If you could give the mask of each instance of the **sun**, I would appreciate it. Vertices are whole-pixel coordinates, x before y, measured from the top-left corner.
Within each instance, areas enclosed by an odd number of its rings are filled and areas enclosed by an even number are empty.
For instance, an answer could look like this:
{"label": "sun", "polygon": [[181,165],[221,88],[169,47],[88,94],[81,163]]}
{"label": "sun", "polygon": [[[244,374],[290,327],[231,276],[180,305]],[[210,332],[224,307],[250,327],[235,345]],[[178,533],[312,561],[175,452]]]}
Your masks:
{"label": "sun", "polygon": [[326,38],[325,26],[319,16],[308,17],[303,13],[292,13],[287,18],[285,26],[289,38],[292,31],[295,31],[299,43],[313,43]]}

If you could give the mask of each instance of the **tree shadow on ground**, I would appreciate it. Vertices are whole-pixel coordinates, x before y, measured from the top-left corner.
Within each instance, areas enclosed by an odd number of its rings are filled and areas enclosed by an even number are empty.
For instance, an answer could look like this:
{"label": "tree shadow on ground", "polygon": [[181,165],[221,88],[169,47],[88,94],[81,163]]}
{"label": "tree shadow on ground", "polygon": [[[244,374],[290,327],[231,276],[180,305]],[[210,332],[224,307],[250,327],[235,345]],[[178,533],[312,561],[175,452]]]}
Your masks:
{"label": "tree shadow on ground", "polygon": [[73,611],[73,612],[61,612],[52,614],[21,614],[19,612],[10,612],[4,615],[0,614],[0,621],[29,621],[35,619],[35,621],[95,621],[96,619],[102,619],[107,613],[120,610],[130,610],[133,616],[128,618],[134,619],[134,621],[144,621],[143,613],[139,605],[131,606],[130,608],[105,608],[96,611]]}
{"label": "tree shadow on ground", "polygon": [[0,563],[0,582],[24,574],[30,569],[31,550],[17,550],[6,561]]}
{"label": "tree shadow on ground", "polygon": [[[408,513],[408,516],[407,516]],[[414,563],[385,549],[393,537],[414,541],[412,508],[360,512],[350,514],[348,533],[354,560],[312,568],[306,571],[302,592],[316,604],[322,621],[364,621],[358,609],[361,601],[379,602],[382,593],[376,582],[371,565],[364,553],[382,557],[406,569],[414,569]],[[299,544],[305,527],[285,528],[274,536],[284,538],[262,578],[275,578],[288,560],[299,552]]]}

About this exercise =
All lines that hold the word "appreciate" should be copied from the data.

Completed task =
If you could give the mask of each instance of the **sun**, I would appreciate it. Vertices are whole-pixel coordinates, x before y, measured from the top-left corner.
If you could give the mask of each instance of the **tree shadow on ground**, I would appreciate it. Vertices are whole-pixel coordinates, x before y, measured from the top-left corner.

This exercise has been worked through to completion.